(STORED DATA)
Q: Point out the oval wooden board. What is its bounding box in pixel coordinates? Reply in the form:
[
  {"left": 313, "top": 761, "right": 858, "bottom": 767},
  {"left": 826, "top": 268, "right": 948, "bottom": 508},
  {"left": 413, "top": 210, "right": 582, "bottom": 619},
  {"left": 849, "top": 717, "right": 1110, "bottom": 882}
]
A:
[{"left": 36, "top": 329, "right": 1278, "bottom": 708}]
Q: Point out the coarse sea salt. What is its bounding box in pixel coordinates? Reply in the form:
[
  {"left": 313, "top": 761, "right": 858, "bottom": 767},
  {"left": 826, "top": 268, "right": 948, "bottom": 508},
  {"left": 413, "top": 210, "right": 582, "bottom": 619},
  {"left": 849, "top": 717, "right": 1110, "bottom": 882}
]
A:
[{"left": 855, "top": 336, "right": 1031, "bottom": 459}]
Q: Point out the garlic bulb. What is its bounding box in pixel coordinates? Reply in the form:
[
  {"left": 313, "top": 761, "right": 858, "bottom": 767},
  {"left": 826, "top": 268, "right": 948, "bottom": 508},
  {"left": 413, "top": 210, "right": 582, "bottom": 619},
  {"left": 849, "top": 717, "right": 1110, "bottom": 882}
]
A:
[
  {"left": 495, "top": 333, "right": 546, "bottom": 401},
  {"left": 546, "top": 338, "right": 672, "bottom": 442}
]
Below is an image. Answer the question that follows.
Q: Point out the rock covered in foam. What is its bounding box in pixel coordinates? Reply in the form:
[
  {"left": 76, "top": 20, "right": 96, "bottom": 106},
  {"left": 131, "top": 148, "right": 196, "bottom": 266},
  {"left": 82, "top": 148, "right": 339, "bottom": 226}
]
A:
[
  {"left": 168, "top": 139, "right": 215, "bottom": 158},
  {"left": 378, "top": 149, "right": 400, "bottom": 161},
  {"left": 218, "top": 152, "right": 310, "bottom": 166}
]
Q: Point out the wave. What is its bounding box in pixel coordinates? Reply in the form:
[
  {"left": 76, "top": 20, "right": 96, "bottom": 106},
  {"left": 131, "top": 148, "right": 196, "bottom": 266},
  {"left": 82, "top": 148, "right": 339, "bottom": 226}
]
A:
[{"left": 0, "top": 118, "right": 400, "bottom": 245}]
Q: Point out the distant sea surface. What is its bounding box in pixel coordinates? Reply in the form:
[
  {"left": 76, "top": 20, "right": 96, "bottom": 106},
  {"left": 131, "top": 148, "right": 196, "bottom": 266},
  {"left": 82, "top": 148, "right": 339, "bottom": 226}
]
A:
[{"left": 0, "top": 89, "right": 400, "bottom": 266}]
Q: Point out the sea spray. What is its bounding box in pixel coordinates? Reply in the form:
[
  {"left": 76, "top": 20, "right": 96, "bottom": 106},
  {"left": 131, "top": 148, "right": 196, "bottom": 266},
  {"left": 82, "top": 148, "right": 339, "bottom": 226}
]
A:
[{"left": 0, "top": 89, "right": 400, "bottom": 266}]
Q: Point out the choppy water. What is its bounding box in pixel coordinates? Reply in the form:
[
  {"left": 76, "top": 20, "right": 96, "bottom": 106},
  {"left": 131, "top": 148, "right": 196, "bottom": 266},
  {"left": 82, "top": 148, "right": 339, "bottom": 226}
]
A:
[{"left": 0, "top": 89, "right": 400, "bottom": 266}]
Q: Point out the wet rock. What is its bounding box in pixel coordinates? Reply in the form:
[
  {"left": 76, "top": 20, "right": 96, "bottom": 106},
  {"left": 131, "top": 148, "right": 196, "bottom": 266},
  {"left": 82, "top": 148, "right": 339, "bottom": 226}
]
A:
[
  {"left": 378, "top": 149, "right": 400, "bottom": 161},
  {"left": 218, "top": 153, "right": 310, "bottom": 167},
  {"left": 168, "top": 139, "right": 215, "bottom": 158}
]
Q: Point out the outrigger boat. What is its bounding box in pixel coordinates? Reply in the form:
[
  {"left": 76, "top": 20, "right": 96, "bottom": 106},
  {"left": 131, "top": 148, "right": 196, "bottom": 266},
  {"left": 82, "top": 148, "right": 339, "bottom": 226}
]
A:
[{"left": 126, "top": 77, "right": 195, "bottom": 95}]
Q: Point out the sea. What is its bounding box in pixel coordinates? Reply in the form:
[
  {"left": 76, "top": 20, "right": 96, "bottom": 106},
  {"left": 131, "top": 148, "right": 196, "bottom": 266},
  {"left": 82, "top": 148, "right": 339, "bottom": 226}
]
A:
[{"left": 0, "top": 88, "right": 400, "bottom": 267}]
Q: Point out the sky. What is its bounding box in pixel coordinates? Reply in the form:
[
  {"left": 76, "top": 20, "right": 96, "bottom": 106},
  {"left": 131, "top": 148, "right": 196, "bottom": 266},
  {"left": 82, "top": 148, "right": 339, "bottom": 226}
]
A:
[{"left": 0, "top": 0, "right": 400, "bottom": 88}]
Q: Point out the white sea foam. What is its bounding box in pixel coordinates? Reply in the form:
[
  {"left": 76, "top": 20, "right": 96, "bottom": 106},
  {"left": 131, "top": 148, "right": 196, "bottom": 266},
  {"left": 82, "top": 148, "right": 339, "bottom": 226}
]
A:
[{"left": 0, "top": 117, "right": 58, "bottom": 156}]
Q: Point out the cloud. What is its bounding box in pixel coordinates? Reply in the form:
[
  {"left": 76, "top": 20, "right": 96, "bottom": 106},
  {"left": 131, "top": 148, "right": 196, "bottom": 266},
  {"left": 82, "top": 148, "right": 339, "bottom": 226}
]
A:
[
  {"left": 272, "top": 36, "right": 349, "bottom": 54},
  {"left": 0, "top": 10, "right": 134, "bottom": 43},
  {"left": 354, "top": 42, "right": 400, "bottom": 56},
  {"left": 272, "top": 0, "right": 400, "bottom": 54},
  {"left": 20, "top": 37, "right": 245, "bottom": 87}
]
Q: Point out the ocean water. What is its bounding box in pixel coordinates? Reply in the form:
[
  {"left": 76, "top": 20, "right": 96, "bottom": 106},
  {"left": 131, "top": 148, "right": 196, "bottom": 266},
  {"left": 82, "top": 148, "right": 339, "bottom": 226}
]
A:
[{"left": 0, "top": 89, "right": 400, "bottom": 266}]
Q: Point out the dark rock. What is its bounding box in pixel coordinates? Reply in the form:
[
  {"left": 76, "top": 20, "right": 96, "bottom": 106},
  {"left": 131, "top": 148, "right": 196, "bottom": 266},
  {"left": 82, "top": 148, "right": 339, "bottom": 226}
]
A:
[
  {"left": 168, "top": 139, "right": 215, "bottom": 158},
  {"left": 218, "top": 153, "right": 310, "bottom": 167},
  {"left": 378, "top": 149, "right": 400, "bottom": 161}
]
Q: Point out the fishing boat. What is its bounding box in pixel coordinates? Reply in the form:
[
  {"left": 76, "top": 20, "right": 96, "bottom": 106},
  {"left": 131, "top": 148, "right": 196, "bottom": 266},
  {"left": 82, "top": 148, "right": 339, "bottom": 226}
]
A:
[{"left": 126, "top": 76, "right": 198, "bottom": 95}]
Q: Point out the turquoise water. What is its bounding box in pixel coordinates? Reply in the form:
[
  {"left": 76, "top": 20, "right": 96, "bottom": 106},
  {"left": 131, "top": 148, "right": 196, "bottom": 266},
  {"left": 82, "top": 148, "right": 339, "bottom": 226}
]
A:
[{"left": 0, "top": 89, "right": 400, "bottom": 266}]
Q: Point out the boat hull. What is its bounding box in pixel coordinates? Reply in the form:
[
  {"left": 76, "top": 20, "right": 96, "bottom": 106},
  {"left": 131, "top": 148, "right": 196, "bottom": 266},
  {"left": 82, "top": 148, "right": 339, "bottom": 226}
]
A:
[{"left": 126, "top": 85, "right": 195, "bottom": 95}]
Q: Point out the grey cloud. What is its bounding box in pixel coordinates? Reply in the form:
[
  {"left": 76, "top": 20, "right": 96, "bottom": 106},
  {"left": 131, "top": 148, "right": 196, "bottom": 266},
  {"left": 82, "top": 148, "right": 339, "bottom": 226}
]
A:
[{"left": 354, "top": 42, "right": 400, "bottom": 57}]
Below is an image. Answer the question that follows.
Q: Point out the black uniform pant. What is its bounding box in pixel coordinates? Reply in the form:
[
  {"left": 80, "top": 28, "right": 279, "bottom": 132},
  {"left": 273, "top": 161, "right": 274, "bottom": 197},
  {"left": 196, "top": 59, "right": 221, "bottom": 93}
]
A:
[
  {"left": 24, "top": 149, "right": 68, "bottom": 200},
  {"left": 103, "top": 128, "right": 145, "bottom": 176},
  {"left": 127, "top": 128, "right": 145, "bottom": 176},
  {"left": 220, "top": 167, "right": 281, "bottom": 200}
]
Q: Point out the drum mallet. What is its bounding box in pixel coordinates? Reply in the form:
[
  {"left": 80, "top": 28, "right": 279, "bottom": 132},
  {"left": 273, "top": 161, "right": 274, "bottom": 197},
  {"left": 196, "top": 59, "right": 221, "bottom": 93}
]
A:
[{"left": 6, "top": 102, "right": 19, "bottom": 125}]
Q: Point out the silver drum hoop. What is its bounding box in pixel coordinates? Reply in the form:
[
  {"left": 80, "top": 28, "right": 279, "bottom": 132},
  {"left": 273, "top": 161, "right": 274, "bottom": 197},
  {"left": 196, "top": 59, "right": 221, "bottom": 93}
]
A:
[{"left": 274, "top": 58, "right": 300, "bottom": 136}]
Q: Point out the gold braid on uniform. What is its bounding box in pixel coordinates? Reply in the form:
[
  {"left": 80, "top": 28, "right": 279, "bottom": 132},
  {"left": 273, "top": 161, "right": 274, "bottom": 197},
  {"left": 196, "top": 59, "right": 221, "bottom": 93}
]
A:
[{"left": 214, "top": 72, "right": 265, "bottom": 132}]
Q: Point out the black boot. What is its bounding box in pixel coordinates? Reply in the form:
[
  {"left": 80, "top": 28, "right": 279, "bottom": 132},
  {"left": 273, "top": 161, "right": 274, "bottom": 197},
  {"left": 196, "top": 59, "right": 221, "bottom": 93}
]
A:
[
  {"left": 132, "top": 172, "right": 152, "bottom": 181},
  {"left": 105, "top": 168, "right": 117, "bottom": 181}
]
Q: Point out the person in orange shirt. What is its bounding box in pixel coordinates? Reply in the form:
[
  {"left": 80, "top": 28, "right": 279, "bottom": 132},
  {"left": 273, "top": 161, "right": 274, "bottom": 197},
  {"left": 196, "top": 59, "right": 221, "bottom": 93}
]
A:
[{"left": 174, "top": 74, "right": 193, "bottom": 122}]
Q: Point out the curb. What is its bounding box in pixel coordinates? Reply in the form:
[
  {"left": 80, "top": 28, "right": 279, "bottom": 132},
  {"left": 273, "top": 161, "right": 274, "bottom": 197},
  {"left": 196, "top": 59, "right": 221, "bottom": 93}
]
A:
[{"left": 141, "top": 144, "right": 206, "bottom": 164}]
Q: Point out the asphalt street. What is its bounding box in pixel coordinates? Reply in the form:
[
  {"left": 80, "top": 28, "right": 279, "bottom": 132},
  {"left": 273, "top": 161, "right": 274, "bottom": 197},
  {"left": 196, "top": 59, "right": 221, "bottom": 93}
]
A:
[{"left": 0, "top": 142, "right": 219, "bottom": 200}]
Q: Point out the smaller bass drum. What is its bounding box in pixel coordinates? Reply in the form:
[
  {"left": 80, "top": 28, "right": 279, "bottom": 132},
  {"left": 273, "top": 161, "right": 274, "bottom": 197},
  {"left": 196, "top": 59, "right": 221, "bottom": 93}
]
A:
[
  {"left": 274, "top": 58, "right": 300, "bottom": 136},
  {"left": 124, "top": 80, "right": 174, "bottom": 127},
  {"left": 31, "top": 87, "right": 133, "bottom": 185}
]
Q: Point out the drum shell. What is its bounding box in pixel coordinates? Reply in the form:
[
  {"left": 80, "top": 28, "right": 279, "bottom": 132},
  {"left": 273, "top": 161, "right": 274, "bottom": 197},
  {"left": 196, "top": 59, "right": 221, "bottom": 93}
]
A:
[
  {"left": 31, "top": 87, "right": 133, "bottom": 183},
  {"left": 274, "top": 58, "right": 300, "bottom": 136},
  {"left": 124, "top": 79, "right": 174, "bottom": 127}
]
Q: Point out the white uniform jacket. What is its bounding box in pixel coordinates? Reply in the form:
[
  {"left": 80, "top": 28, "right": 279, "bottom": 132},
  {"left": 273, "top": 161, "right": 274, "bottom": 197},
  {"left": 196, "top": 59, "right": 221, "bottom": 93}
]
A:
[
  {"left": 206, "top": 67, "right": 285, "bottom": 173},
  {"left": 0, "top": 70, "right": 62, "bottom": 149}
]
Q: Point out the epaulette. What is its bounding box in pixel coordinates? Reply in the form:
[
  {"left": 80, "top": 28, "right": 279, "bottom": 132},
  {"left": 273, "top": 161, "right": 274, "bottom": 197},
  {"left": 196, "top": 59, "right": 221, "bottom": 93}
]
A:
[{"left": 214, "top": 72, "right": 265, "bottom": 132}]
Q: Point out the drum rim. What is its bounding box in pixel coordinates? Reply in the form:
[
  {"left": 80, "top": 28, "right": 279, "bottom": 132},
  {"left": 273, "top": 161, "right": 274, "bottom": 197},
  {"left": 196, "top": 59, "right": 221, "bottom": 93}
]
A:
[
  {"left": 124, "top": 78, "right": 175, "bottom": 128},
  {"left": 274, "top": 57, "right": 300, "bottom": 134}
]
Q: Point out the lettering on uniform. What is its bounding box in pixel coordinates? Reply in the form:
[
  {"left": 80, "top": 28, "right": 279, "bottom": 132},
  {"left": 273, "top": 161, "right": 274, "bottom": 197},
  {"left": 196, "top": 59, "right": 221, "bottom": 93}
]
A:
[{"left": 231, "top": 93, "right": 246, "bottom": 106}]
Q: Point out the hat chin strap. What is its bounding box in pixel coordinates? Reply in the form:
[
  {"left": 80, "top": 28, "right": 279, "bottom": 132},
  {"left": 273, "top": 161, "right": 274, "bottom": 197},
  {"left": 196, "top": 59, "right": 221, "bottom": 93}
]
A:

(TASK STATEMENT) Please rewrite the records from the line containing "Q: Point out the hat" through the end of the records, replacing "chin strap" with "brim" and leaving everything else unchanged.

(EXERCISE RESPONSE)
Q: Point out the hat brim. What is its bounding box in pixel coordinates? Reply in the form:
[
  {"left": 80, "top": 28, "right": 279, "bottom": 132},
  {"left": 273, "top": 161, "right": 274, "bottom": 197},
  {"left": 196, "top": 59, "right": 221, "bottom": 93}
]
A:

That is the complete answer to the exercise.